- WHAT NEEDS TO BE DONE -
Pick up the article on breeding blueberries for mechanical harvesting, continuing right after its last sentence.

- TEXT SECTION -

·····

Atlantic Blueberry’s two huge farms — the other is in Hamilton Township on the Black Horse Pike — will have about 800 people working at the height of the harvest in June and July. They are mostly pickers, Doyle said.
“It’s expensive,” said Doyle of the human labor involved on a recent tour of Atlantic Blueberry’s farm on Weymouth Road in Hammonton. Each year farmers must compete with other farms along the Eastern Seaboard for labor, never knowing until the last minute if last year’s labor pool will return.
With the development of the Georgia blueberry industry, and farms growing later-fruiting varieties there, New Jersey farms must find a way to lure workers north.
“We have a great return record here,” Doyle said. “About 90 percent of our workers come back year after year.”
But if he could rely on machines to pick, his whole operation would be more efficient and economical, he said.
Politics and immigration policy can also restrict growers’ access to labor, Vorsa said.
“There would be great advantages if we would use mechanical means to harvest for the fresh market,” the researcher said.
The trick is, varieties can’t be selected just for the one quality of machine harvestability. They still must also produce a lot of fruit, taste great, be self-pollinating, store and travel well, and have many other necessary qualities to make them a good market plant, Vorsa said.
Any one weak link and the plant can’t be used, Vorsa said.
Dr. Jennifer Cicalese works in the greenhouses at Marucci, hand-pollinating plants to control breeding. She is crossing a Florida species with the Northern highbush blueberry, commonly grown in South Jersey.
Cicalese has been working here for 10 years, and her job requires incredible organization skills, to be able to keep track of which plants are crosses of which varieties and to note each of the offsprings’ characteristics.
“We have gone through 8,000 to 9,000 varieties since 2002,” Vorsa said.
It’s a long-term project not likely to pay off for many more years, he said.
“You need to grow the plant up,” he said. “It’s a long process.”
The Marucci center is a substation of the New Jersey Agricultural Experiment Station of Rutgers University. It has been operating since 1962 on acres of labratory buildings, greenhouses and experimental fields on Lake Oswego Road here, in cooperation with the United States Department of Agriculture-Agricultural Research Service.

·····

[Records from a data source]
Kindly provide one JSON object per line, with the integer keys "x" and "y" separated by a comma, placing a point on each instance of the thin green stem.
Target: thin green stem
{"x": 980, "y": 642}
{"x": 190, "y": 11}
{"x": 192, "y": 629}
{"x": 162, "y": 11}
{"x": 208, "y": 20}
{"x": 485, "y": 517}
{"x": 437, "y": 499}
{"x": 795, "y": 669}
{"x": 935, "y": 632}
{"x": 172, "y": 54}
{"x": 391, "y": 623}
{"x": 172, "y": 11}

·····

- RESULT FOR THIS EXERCISE -
Marucci’s goals are to advance the blueberry and cranberry industries through basic and applied research; minimize the use of pesticides in growing them; identify beneficial health properties in the fruits; and investigate causes and controls of diseases that affect the crops.
The first center opened as a cranberry research facility in Whitesbog in 1918 and later expanded to include blueberries as the market for the newly developed fruit emerged.
Blueberries were first developed for market in Whitesbog, Burlington County, in 1916. They became the basis for an entirely new agricultural industry, able to use acid soils previously considered agriculturally worthless, according to the Marucci center’s website.
The center has developed blueberry varieties that are grown all over North America, Vorsa said. Rutgers and USDA cooperative research there cultivated the first highbush blueberry varieties and others, such as Duke, developed in the fields of Atlantic Blueberry in Hammonton and named after one of its founders, S. Arthur “Duke” Galletta, who died at age 85 in 2000. It’s now one of the most popular varieties planted, Vorsa said.
The center has also developed control methods for insect pests, such as the blueberry maggot and leafhoppers, both of which transmit disease.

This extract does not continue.